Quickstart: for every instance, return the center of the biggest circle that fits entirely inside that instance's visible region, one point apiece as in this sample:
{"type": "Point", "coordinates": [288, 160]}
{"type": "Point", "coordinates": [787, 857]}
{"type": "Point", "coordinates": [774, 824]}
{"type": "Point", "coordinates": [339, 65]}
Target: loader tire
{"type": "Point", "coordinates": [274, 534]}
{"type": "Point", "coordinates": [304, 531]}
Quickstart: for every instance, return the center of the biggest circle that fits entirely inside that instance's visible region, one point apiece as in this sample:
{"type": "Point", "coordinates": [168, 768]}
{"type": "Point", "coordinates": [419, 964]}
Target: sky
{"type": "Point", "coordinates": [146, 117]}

#### Problem statement
Render each of the items above as one row of a two-column CSV with the columns "instruction" and "output". Place each item's text and its answer in a single quoted field, replacing any line breaks with spaces.

#### The response
instruction,output
"Quickstart: for every instance, return the center of the biggest circle that fits entirely inside that instance's visible region, one point apiece as in this sample: {""type"": ""Point"", ""coordinates"": [288, 160]} {""type"": ""Point"", ""coordinates"": [787, 857]} {""type"": ""Point"", ""coordinates"": [774, 824]} {""type"": ""Point"", ""coordinates"": [339, 65]} Target: loader tire","{""type"": ""Point"", ""coordinates"": [274, 534]} {""type"": ""Point"", ""coordinates"": [304, 531]}"
"Quickstart: for every instance, return the center of the biggest circle that fits entirely inside that instance's visible region, one point apiece as in this sample: {""type"": ""Point"", ""coordinates"": [168, 768]} {""type"": ""Point"", ""coordinates"": [419, 964]} Target: sky","{""type"": ""Point"", ""coordinates"": [146, 117]}"